## [Fragmento]
┄┄┄┄┄┄

Conectar las aulas con la comunidad

Por Bob Coulter
Traducido por Lucía Rodríguez Antolinos
Revisado por José Francisco Gálvez
En nuestro tercer día en el bosque que había frente a la escuela, mis alumnos de cuarto curso se esforzaron para acabar la tarea de representar en diagramas la red trófica de la zona y el ecosistema que habitan. Cuando estábamos acabando, Rose se acercó a mí para decirme que solo le faltaba una última cosa y me preguntó dónde podía encontrar tierra. Me quedé algo desconcertado con la pregunta, pero le señalé el suelo. Ella me explicó algo sorprendida que normalmente la compran en la tienda de jardinería. Este, junto a otros sucesos, me recuerda lo importante que es que los niños estén en contacto con el mundo que los rodea.
Como antiguo profesor de primaria, sé lo difícil que puede ser sacar a un grupo de niños fuera de la escuela. Al principio, tuve que desarrollar mis habilidades políticas para calmar las preocupaciones que tenían los padres y la dirección sobre si era posible aprender fuera de clase. Me preguntaban si estarían seguros o si podríamos dar todo lo previsto en el plan de estudios antes de que llegaran los exámenes. De hecho, los niños sufrieron más heridas en clase que en ninguna de las expediciones al campo y todos tuvieron buenas notas, mejores que las de aquellas clases que no salieron. En mi puesto actual, que consiste en orientar a profesores en sus proyectos centrados en conectar las aulas con la comunidad, suelo ver que encuentran problemas similares. En concreto, sacar buenas notas se ha convertido en un objetivo tan importante que muchas escuelas no permiten que los niños salgan de clase entre las 6 u 8 semanas previas a los exámenes. Lo que deja claro que todavía tenemos que trabajar para dar importancia a la educación basada en el entorno.
Es fácil decir que los profesores elaborarían más actividades si no tuvieran que justificarse ni evaluar a través de exámenes, pero no creo que sea tan simple. Sin embargo, hay otros problemas que tenemos que sacar a la luz. Para hacerlo ofrezco un borrador que surgió de mi experiencia como líder de un par de proyectos financiados por la Fundación Nacional de Ciencias (NSF) de EE. UU. En ambos proyectos ayudamos a profesores que dirigían programas extraescolares de educación basada en el entorno. Trabajando en colaboración con el MIT (Instituto de Tecnología de Massachusetts), contratamos a profesores de St. Louis y Boston para que llevaran estos programas, sin las típicas preocupaciones de tener que hacer y preparar exámenes, algo común en Estados Unidos y muchos otros lugares. Los profesores de estos programas también tenían un amplio presupuesto y contaban con nuestra ayuda para diseñar y liderar un programa satisfactorio. Aun así, hubo dos tendencias entre los profesores, unos fueron capaces de crear un ambiente de aprendizaje interesante y otros, a pesar de la libertad y el apoyo, tuvieron dificultades para salir del modelo estándar de un profesor ante la clase.

┄┄┄┄┄┄

## [Información aportada]
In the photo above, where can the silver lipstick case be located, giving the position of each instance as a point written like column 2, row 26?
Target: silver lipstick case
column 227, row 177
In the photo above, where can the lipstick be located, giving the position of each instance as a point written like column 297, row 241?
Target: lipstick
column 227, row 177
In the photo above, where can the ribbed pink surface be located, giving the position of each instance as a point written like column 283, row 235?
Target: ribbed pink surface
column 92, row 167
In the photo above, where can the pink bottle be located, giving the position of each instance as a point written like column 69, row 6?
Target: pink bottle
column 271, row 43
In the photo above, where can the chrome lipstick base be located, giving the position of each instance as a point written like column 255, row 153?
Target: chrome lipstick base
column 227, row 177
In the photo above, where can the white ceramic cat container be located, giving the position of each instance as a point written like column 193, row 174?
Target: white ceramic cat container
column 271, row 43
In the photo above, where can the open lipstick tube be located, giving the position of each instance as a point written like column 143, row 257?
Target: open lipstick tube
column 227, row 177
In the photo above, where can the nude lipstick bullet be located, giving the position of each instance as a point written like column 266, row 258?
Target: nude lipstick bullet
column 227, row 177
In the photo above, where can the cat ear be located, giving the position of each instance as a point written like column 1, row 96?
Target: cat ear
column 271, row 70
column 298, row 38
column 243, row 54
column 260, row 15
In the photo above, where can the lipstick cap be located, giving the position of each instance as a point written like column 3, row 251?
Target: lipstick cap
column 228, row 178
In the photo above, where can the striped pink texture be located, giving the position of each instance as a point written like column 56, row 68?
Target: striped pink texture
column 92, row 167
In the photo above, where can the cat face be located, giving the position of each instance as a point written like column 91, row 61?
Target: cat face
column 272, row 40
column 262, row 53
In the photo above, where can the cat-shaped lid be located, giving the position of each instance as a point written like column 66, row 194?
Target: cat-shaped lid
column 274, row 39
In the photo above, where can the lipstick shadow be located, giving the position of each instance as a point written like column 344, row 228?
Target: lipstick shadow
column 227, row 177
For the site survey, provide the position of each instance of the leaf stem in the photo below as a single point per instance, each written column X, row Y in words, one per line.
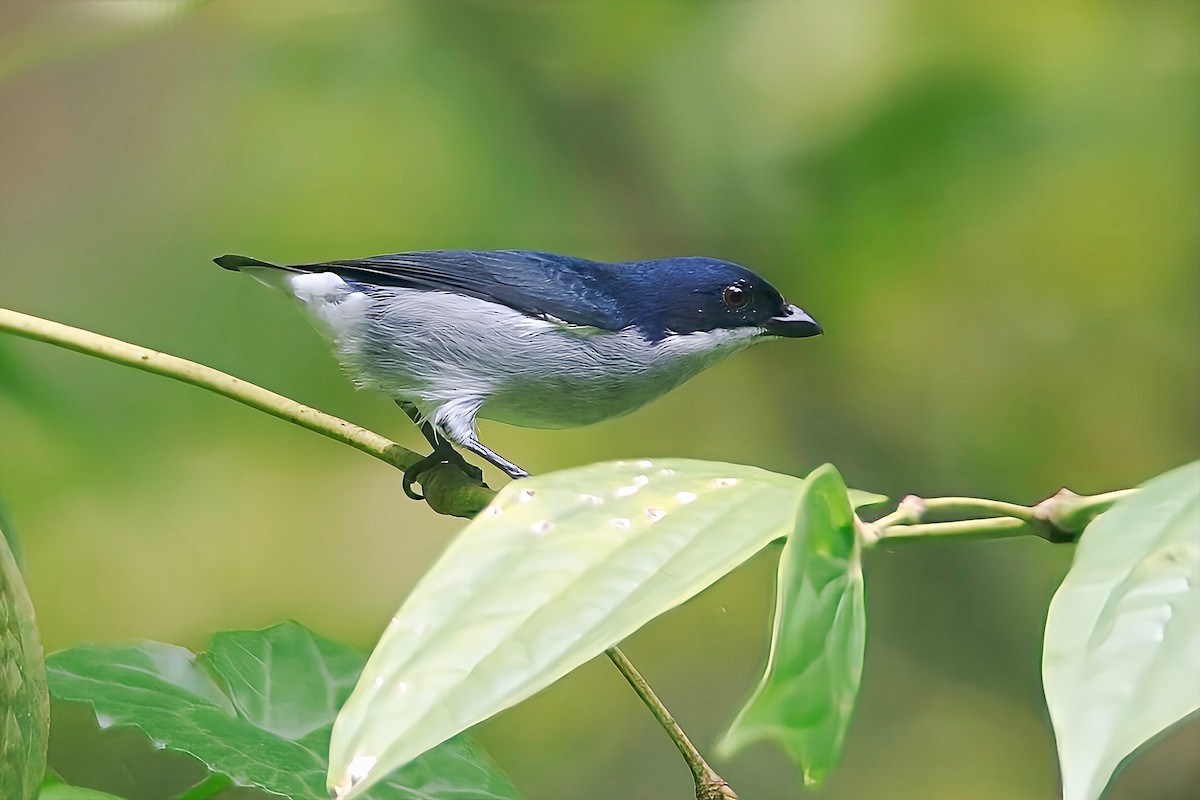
column 445, row 495
column 709, row 786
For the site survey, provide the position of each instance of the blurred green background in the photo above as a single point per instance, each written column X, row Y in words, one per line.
column 994, row 209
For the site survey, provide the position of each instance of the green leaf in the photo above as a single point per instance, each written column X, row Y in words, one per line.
column 54, row 788
column 257, row 708
column 1122, row 644
column 555, row 571
column 807, row 693
column 24, row 702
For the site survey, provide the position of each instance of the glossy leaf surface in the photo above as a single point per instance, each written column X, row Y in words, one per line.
column 807, row 695
column 24, row 702
column 257, row 708
column 1122, row 643
column 555, row 571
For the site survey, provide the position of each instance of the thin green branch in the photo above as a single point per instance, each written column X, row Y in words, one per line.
column 448, row 491
column 1060, row 518
column 709, row 786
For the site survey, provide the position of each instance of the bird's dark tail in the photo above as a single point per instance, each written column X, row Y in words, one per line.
column 237, row 263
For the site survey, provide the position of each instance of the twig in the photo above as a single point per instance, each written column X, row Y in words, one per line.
column 709, row 785
column 447, row 493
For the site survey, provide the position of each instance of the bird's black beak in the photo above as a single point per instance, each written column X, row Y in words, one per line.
column 793, row 323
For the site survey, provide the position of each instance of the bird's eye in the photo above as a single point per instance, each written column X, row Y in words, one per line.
column 735, row 296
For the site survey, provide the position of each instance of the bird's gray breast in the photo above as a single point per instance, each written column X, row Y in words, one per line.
column 436, row 348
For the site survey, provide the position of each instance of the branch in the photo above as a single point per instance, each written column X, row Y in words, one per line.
column 709, row 786
column 1057, row 519
column 447, row 489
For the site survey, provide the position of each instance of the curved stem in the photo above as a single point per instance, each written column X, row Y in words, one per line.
column 455, row 498
column 1060, row 518
column 708, row 783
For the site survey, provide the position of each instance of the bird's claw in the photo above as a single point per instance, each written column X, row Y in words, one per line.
column 448, row 456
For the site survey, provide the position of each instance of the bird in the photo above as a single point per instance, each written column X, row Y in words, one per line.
column 523, row 337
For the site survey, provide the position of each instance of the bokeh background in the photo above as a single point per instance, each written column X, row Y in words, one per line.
column 994, row 209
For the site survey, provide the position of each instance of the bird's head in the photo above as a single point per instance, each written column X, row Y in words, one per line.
column 688, row 295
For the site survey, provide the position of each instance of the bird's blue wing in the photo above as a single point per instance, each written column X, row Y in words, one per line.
column 574, row 290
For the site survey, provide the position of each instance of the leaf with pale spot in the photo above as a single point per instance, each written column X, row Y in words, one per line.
column 555, row 571
column 807, row 693
column 1122, row 645
column 257, row 709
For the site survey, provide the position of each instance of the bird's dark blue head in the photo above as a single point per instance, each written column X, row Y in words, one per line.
column 687, row 295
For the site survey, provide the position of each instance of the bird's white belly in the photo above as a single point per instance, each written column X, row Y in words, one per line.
column 456, row 355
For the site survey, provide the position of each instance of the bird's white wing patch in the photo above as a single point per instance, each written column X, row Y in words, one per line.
column 331, row 300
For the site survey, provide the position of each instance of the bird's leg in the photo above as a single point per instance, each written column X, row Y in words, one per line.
column 443, row 453
column 495, row 458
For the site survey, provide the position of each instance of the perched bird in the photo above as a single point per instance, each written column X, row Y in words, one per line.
column 529, row 338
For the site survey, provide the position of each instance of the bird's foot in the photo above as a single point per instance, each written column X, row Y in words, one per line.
column 447, row 455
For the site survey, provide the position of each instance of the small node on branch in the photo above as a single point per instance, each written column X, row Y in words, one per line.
column 714, row 788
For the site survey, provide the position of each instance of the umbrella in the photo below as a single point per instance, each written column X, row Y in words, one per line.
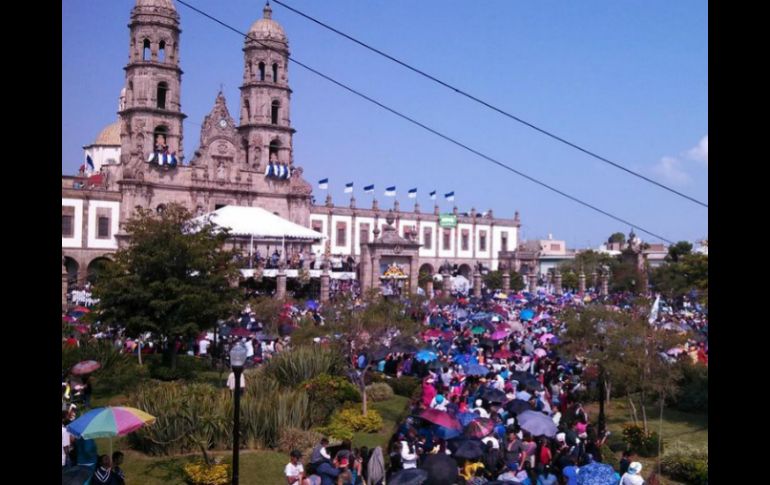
column 412, row 476
column 426, row 355
column 499, row 335
column 470, row 450
column 475, row 370
column 479, row 428
column 85, row 367
column 596, row 474
column 466, row 418
column 442, row 469
column 440, row 418
column 517, row 406
column 503, row 354
column 446, row 433
column 526, row 314
column 537, row 423
column 240, row 332
column 493, row 395
column 76, row 475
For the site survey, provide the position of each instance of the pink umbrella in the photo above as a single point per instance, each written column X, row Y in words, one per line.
column 441, row 418
column 499, row 335
column 545, row 338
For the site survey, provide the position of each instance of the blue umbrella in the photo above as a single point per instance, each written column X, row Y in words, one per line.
column 426, row 355
column 475, row 370
column 596, row 474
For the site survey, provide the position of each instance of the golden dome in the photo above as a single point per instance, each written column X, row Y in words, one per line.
column 267, row 28
column 110, row 135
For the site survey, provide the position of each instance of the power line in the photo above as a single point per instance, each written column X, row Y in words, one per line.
column 492, row 107
column 427, row 128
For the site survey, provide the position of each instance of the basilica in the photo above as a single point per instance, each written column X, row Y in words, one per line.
column 243, row 168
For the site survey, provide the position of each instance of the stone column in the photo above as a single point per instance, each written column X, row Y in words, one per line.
column 477, row 284
column 280, row 284
column 506, row 280
column 532, row 281
column 605, row 284
column 325, row 283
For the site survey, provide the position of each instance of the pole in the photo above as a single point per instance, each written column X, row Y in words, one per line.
column 236, row 422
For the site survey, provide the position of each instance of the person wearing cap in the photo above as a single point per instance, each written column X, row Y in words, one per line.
column 632, row 476
column 295, row 473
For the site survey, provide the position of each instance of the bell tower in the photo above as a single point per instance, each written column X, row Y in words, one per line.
column 151, row 112
column 265, row 94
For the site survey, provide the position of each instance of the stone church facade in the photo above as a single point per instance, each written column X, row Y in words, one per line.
column 248, row 162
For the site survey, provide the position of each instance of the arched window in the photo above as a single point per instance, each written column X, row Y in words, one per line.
column 161, row 95
column 274, row 112
column 146, row 52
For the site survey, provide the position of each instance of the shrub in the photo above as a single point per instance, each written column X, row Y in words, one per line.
column 379, row 392
column 644, row 444
column 406, row 386
column 298, row 439
column 199, row 473
column 291, row 368
column 328, row 393
column 686, row 463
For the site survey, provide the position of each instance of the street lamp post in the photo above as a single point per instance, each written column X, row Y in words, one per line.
column 237, row 359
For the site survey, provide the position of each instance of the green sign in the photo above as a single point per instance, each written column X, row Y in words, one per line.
column 447, row 220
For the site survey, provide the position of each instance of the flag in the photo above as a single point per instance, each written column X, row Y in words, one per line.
column 654, row 311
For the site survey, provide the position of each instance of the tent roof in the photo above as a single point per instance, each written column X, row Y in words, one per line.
column 257, row 222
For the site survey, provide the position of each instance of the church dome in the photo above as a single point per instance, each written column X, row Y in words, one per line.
column 156, row 3
column 110, row 135
column 267, row 28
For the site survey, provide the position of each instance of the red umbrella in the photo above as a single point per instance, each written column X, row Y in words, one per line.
column 503, row 354
column 85, row 367
column 441, row 418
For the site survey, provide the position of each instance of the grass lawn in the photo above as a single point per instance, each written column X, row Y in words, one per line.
column 677, row 426
column 256, row 466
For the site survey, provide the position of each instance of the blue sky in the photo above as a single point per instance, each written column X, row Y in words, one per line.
column 628, row 80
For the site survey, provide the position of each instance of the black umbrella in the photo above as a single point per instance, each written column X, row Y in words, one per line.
column 470, row 450
column 76, row 475
column 442, row 469
column 517, row 406
column 412, row 476
column 493, row 395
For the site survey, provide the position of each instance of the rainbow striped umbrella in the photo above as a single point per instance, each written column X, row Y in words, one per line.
column 108, row 422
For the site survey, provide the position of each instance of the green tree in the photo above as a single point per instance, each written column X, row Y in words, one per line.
column 173, row 278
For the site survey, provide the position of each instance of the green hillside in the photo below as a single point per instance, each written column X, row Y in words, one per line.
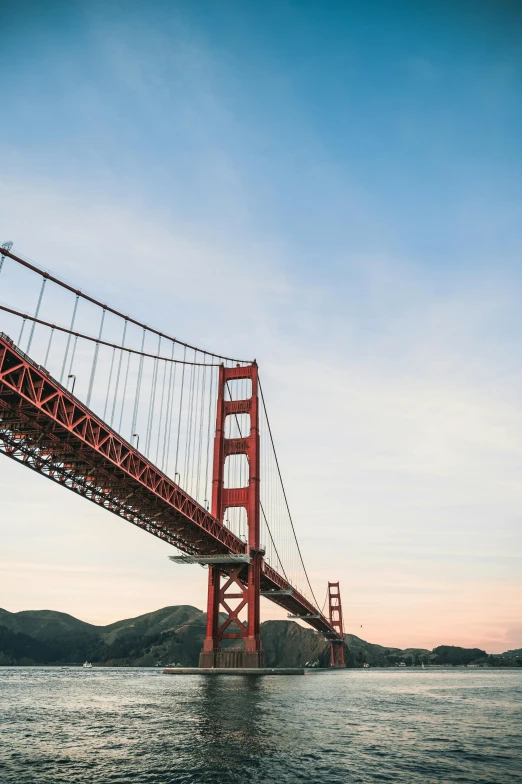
column 175, row 635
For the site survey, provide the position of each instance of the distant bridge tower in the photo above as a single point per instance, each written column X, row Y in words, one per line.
column 336, row 620
column 236, row 583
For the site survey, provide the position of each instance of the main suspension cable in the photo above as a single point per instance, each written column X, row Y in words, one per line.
column 108, row 308
column 284, row 495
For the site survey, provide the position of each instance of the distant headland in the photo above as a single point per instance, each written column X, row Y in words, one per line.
column 174, row 635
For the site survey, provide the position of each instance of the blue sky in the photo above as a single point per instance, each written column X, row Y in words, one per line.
column 335, row 188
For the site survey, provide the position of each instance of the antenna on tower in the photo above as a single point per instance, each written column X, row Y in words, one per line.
column 5, row 246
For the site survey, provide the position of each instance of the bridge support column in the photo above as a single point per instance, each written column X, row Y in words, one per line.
column 239, row 586
column 336, row 620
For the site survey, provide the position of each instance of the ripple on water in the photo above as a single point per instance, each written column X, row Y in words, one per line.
column 114, row 726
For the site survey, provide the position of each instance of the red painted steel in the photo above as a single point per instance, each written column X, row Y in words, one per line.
column 335, row 615
column 44, row 427
column 242, row 584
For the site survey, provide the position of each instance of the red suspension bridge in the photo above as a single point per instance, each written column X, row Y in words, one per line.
column 174, row 439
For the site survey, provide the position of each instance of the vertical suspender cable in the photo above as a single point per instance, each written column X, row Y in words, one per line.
column 21, row 334
column 124, row 392
column 118, row 374
column 158, row 439
column 179, row 418
column 138, row 389
column 152, row 401
column 168, row 421
column 48, row 348
column 109, row 384
column 44, row 281
column 95, row 360
column 207, row 488
column 204, row 371
column 69, row 337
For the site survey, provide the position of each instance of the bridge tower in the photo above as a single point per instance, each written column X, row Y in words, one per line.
column 336, row 620
column 238, row 583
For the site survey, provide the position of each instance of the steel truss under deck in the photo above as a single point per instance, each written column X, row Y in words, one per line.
column 43, row 426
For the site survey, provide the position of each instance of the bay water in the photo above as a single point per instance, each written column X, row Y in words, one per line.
column 110, row 726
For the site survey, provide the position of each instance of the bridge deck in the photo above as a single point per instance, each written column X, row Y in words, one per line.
column 43, row 426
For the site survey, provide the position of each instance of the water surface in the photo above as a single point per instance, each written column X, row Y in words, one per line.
column 104, row 726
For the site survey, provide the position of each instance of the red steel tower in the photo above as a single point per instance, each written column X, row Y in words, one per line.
column 336, row 620
column 239, row 580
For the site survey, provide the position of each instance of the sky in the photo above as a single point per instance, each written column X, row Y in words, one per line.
column 335, row 189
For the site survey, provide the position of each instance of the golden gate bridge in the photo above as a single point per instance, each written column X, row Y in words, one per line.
column 167, row 436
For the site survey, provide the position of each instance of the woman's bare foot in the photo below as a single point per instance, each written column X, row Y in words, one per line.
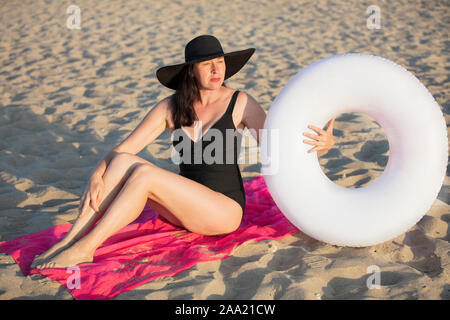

┄┄┄┄┄┄

## [Tareas y ejercicios]
1: Según el fragmento sobre aulas y comunidad, ¿con qué institución se trabajó en colaboración para contratar a profesores de St. Louis y Boston?
2: Prosigue el fragmento sobre aulas y comunidad a partir de su última oración.

## [Respuestas por tarea]
1: Con el MIT (Instituto de Tecnología de Massachusetts).

2:
Si queremos que las experiencias de aprendizaje fuera del aula sean amplias y significativas, se tiene que hacer mucho más que solo acabar con los obstáculos. Me gustaría compartir algunas observaciones sobre lo que se necesita para que los niños salgan al aire libre e investiguen con un objetivo. Las diferencias entre los profesores que tienen mayor y menor éxito siguen un patrón que es interesante considerar.
Crear un proyecto: objetivos, responsabilidad e impacto
La diferencia más clara y evidente entre profesores es cómo conciben un proyecto. En concreto, los proyectos que tienen mayor éxito en conectar las aulas con la comunidad suelen tener un objetivo más ambicioso, tanto los estudiantes como el profesor comparten responsabilidad y se centran en que los niños pongan todo su esfuerzo en tener impacto en la comunidad. Respecto a los objetivos, aquellos que lideran proyectos con éxito buscan más que la enseñanza individual y se centran en un objetivo más amplio, lo que no quiere decir que cada paso no esté planeado. Al contrario, toda actividad se planea para que sea una parada en el camino hacia resultados de un aprendizaje amplio y ambicioso. Por ejemplo, hace poco trabajé con un profesor que, en vez de simplemente hacer que sus alumnos aprendieran a plantar, les hizo diseñar e instalar un jardín de plantas autóctonas en el recinto escolar. Los estudiantes vinieron a nuestro centro de ecología, aprendieron sobre plantas autóctonas y volvieron a clase con una gran variedad de guías de campo. Por turnos, propusieron un diseño de jardín para que lo revisara nuestra experta hortícola. Hicieron algunos cambios basándose en sus sugerencias y comenzaron a plantar su jardín, una experiencia que hizo que el colegio mejorara sus jardines y que les ha servido como fuente de información e inspiración para los miembros de la comunidad que estén interesados en plantas autóctonas.
A parte del ambicioso objetivo del proyecto, se puede apreciar que tanto el profesor como los alumnos comparten responsabilidades. En lugar de asignarle un trabajo del que serán responsable a cada uno de los estudiantes, ambos comparten la sensación de estar viviendo juntos una aventura. En términos de Hart y su Escalera de Participación[1], los mejores proyectos son en los que tanto alumnos como docentes participan y colaboran con el mismo objetivo y diseño. Los profesores menos colaboradores simplemente asignan tareas a sus alumnos, puede que a veces les digan la razón o puede que no. Si no tienen un estímulo, es normal que los estudiantes no se esfuercen demasiado en la tarea. A menudo, el trabajo se convierte en un ejemplo de a lo que Rheingold y Seaman[2] llaman la «economía basura» de los centros educativos, donde el trabajo es algo que se hace para entregar, calificar y desechar. Aunque hay cuestiones de desarrollo que se deben tener en cuenta a la hora de decidir el grado de responsabilidad compartida para el que están preparados los estudiantes, los niños de cualquier edad pueden tener algún tipo de estímulo.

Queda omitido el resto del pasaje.